_Problem to solve_: Find each line in the rows below that contains the string "field", matching case exactly, and copy every such line.
--- Start of Data listing ---
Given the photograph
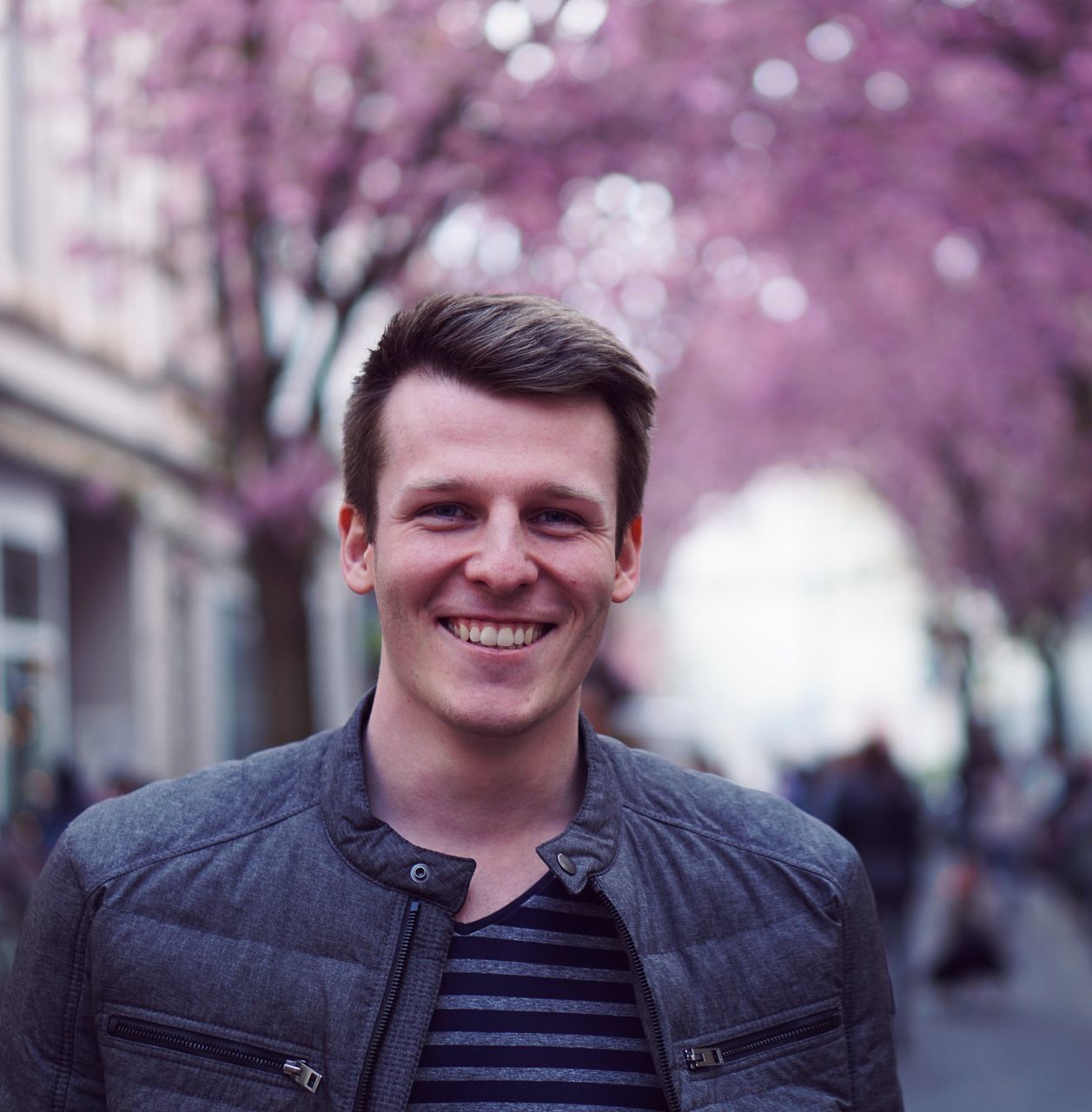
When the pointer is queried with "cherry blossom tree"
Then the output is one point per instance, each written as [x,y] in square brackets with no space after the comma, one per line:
[916,277]
[853,233]
[313,148]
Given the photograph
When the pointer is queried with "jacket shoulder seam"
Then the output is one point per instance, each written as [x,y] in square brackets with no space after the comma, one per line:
[75,991]
[737,844]
[197,846]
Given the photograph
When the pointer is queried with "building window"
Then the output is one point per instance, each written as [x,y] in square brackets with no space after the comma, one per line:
[21,582]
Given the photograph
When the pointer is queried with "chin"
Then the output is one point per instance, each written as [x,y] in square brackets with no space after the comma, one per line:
[484,721]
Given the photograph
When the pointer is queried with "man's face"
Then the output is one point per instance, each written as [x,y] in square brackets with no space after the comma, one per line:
[493,560]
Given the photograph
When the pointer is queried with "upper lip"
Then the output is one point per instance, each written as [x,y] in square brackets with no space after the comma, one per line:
[456,615]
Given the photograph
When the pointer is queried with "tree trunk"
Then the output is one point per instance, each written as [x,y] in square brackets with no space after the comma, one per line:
[1057,727]
[281,571]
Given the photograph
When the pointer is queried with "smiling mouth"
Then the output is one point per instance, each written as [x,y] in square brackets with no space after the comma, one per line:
[496,634]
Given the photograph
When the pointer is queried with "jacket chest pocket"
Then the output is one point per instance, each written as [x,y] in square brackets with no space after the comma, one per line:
[167,1061]
[790,1060]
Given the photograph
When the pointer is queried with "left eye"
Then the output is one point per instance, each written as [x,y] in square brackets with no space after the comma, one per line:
[557,519]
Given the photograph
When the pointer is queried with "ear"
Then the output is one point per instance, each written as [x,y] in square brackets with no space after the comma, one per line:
[627,566]
[357,554]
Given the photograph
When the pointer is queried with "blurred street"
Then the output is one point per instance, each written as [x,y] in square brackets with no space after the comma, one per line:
[1019,1047]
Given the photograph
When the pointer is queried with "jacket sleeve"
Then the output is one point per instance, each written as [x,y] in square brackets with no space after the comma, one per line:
[868,999]
[51,1060]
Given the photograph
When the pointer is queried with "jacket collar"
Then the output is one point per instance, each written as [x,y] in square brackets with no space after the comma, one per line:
[584,849]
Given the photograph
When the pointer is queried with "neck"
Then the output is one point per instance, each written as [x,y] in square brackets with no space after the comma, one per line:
[472,795]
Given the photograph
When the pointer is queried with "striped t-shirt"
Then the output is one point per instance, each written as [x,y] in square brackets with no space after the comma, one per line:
[537,1009]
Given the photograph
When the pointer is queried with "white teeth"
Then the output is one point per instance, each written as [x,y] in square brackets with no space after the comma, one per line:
[493,636]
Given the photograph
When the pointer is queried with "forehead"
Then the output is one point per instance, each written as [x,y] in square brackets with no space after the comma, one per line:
[431,420]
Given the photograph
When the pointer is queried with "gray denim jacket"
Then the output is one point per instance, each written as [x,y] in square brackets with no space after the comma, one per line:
[251,937]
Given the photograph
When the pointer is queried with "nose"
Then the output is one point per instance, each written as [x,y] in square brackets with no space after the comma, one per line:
[501,560]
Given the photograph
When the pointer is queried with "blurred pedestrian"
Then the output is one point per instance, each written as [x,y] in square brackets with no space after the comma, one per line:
[870,803]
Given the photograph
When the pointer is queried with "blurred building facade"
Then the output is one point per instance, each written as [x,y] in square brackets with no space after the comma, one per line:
[128,623]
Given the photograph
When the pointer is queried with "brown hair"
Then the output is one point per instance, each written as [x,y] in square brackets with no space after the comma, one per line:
[504,345]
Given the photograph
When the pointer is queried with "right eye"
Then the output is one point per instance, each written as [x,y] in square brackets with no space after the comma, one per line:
[444,512]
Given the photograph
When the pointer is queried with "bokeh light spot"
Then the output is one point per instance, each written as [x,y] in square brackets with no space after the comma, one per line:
[956,257]
[580,19]
[783,299]
[830,43]
[775,79]
[886,91]
[507,24]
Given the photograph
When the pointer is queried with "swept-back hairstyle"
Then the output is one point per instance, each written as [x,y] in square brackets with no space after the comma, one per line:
[513,345]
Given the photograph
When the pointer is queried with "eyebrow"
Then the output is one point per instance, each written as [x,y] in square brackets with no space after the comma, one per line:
[447,485]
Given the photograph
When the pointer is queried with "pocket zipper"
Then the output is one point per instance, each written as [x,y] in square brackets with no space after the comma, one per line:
[223,1049]
[704,1057]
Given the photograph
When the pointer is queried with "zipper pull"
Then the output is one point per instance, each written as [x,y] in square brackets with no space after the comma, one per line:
[301,1073]
[702,1057]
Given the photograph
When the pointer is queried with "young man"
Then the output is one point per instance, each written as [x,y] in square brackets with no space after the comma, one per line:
[463,898]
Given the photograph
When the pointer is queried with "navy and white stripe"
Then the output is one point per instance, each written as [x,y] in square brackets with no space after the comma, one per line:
[537,1011]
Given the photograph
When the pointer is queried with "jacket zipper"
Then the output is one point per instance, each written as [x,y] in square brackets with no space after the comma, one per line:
[222,1049]
[387,1007]
[704,1057]
[659,1049]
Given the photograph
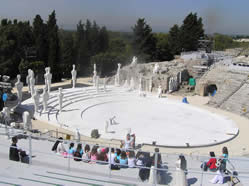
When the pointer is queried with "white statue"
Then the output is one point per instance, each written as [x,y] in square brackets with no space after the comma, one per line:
[74,76]
[156,69]
[48,79]
[97,84]
[27,125]
[132,84]
[45,98]
[140,86]
[78,135]
[159,92]
[180,77]
[134,61]
[112,121]
[171,85]
[32,82]
[60,98]
[104,84]
[19,86]
[117,77]
[106,126]
[116,80]
[94,75]
[28,79]
[36,100]
[6,114]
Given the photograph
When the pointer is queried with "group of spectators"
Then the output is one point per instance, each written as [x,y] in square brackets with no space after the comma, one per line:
[16,153]
[117,157]
[219,166]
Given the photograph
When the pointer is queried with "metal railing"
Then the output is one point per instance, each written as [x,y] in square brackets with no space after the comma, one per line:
[154,169]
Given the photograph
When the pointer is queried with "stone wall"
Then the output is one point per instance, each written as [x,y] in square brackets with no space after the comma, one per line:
[232,89]
[144,71]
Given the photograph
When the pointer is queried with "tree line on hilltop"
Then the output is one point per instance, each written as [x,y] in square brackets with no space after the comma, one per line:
[24,45]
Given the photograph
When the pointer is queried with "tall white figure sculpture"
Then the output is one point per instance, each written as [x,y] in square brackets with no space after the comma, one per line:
[94,75]
[156,69]
[78,135]
[126,84]
[170,85]
[45,98]
[6,114]
[104,84]
[118,74]
[97,84]
[134,61]
[132,84]
[36,100]
[150,85]
[32,82]
[60,99]
[106,126]
[19,86]
[140,86]
[159,92]
[27,125]
[48,79]
[28,79]
[74,76]
[180,77]
[116,80]
[45,77]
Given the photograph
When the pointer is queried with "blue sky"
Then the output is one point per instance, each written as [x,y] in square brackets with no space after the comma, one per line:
[223,16]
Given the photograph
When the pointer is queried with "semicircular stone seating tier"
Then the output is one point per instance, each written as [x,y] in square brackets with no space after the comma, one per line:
[76,96]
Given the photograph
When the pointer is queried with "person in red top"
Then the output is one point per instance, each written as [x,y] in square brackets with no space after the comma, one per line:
[211,164]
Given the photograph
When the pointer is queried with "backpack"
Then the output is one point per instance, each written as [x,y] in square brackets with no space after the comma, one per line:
[221,165]
[77,156]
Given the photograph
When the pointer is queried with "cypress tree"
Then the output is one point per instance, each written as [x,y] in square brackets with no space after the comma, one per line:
[54,47]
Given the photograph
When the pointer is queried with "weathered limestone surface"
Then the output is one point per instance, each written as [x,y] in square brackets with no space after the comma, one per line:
[232,89]
[145,71]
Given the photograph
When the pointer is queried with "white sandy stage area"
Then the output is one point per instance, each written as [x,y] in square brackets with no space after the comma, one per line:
[167,122]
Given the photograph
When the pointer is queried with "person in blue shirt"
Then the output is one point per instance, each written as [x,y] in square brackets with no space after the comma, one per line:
[123,160]
[71,149]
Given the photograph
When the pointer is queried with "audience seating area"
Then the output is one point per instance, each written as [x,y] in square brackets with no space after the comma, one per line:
[50,168]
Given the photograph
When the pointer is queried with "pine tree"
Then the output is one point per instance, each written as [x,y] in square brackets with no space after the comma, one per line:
[174,40]
[144,43]
[191,31]
[41,39]
[54,47]
[103,39]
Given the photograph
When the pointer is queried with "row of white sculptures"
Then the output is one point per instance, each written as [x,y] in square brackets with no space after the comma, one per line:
[30,80]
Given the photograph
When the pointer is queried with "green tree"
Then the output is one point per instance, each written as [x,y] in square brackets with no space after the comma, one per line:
[144,43]
[67,52]
[174,40]
[222,42]
[163,52]
[54,47]
[191,31]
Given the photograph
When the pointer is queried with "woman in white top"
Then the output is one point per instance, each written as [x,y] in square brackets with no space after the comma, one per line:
[180,174]
[58,147]
[131,160]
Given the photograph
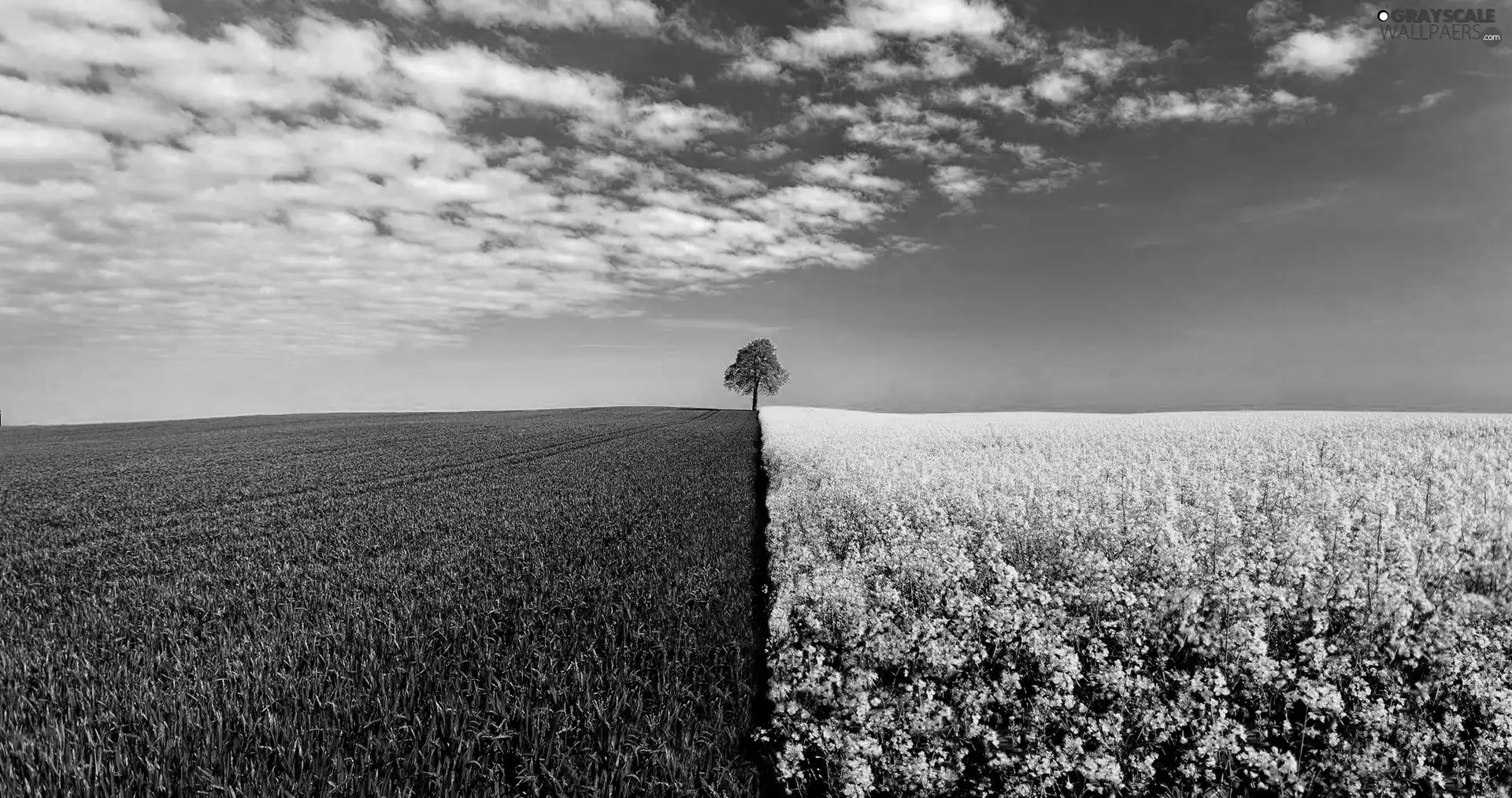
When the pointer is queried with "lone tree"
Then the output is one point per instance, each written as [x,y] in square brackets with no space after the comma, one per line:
[756,371]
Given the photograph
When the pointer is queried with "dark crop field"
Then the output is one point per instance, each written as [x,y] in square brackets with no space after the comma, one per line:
[484,603]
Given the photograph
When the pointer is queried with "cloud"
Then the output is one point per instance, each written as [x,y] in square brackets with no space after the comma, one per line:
[1104,62]
[853,173]
[324,185]
[26,144]
[731,325]
[959,185]
[1225,105]
[1325,55]
[457,77]
[1040,171]
[1429,100]
[815,49]
[936,61]
[1000,98]
[928,18]
[1270,20]
[327,192]
[1058,88]
[626,16]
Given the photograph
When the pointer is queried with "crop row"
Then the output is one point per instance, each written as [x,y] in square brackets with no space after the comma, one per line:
[338,608]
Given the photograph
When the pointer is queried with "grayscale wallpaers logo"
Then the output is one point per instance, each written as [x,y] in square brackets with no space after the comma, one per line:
[1473,24]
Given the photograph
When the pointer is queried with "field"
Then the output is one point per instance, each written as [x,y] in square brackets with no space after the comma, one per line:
[1165,605]
[614,602]
[489,603]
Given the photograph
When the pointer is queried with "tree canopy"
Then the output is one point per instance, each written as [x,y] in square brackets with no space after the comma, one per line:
[756,371]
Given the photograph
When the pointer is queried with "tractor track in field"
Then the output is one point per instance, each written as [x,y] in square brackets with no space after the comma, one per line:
[241,508]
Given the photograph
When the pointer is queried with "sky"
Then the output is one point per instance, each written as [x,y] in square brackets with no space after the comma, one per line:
[217,207]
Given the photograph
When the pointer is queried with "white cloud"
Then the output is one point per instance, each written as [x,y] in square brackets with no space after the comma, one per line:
[628,16]
[938,61]
[1222,105]
[851,171]
[412,9]
[28,144]
[670,126]
[1058,88]
[124,113]
[815,49]
[1326,55]
[767,151]
[1429,100]
[734,325]
[376,218]
[1002,98]
[928,18]
[1104,62]
[756,69]
[451,80]
[1270,20]
[959,185]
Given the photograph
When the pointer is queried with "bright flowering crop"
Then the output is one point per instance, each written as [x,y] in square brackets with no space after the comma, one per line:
[465,605]
[1209,603]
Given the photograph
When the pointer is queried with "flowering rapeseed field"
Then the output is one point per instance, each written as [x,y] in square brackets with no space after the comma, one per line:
[1201,603]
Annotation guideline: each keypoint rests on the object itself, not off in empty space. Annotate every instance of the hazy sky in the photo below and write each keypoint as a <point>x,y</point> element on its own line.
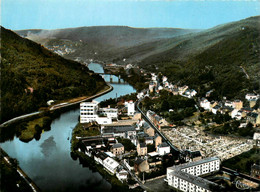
--- End of Data listing ---
_Task solution_:
When the pointer is queried with "dark crop field"
When the pointer is queried with "field"
When the pointer is queried with "tractor track in field"
When the pointer is queried with "flowering rapeseed field"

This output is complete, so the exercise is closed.